Task list:
a: Answer these questions about the post on simulcast distortion:
(i) What does a simulcast system broadcast, and from where?
(ii) According to the post, what is most often the actual issue with reception?
(iii) What is the first thing the post lists to try?
b: Can you carry on the post about simulcast distortion from its last line?

Selected extract:

According to the RR Database, the Philly P-25 system the PD are on is a simulcast system. There are known issues with (and various solutions to) listening to a simulcast system, most boil down to the issue of Simulcast Distortion. A search on these forums will provide you with many threads on this issue and there's even an article in the RR Wiki on the subject (
Simulcast digital distortion - The RadioReference Wiki).
Basically a simulcast system broadcasts the same signals on the same frequencies from various towers to improve coverage (especially for hand-held radios) in the prescribed coverage area. The expensive radios have special circuits to handle the multiple signals, while scanners do not. The multiple signals reaching your radio from the various towers cause multi-path signals (similar to the old TVs scrolling, flashing, or giving multiple images when a low flying plane flew over) giving you multipath distortion or what's often called simulcast distortion.
While it may look like you're having too little signal to properly decode the signal, most often the actual issue is too much signal reaching your scanner from too many towers at once. If you can configure your station so you only pick up the signal from a single tower, you'll generally eliminate the issues.
Things to try:
1. Turn on your attenuator (will reduce all signals and hopefully only the closest tower will be strong enough to decode on your radio).

Stored items:
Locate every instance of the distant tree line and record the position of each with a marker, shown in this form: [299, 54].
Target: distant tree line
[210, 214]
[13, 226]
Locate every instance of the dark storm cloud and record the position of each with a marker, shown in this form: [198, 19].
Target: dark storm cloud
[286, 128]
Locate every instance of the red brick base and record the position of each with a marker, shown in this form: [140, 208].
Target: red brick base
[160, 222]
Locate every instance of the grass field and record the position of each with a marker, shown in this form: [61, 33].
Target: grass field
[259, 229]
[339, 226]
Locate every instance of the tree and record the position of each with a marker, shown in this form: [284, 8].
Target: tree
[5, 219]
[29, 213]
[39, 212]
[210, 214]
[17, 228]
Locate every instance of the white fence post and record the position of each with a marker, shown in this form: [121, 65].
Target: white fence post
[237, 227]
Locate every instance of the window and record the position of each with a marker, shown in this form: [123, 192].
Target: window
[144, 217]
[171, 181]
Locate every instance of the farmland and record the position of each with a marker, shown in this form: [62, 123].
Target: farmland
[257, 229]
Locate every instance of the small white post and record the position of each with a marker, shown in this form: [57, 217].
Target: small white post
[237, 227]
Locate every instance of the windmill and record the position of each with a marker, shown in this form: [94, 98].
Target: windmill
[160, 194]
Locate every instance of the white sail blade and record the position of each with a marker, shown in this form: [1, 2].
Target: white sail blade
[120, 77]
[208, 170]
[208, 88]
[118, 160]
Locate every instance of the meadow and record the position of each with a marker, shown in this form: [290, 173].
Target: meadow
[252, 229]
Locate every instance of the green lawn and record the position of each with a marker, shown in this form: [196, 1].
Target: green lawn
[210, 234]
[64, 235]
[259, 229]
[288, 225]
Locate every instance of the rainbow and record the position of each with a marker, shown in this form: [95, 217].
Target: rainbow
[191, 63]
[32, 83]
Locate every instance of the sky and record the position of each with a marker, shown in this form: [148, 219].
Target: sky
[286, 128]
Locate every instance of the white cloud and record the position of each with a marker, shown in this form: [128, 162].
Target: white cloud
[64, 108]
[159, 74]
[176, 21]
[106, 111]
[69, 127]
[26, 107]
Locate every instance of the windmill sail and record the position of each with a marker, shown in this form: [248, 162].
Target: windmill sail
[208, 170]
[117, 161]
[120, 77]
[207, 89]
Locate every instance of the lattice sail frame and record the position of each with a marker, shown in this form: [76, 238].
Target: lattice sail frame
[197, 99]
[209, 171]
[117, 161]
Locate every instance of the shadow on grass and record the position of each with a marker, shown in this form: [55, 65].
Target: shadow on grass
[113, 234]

Responses by item number:
a:
(i) It broadcasts the same signals on the same frequencies from various towers.
(ii) Too much signal reaching the scanner from too many towers at once.
(iii) Turning on the attenuator.

b:
2. Change to a very directional antenna (a yagi works for many folks) and point it at a tower that is isolated (this isn't always the closest, a nearby tower directly to your east with another one further east may not isolate the signals enough while a further away tower to your north that has no other towers in that direction may allow you to isolate the signal quite well).
3. Do something else that reduces the multipath signals (perhaps a mag-mount on your AC compressor vs. that $300 antenna on your tower) so only a single tower is received.
To help show you how weird solutions may work I'll tell you about how I'm able to pick up a local simulcast system on my Pro-197. I'm about 3 miles away from a tower for a local P-25 simulcast system (tower's to my north-northeast). There's another tower about 6 miles away to my east-southeast. Using my normal outside antenna I pick up very little on that system (generally just bits of a signal and some digital noise).
I was doing some cable management by rerouting some of the mass of coax in my monitoring position and when I powered my scanners back up I noticed that this system was all of a sudden fully receivable. I figured that I may have had a loose connection for that scanner (although this was checked and not found when diagnosing the reception issues) and gave it no further thought, but was happy that I could now listen to that system. Later on I added another scanner and when connecting it up to my splitter I noticed a coax that wasn't connected to anything. I traced this unconnected cable back to my now working scanner on the simulcast system. Turns out that the fix for this simulcast system for me was surprisingly to have no antenna connected to the scanner!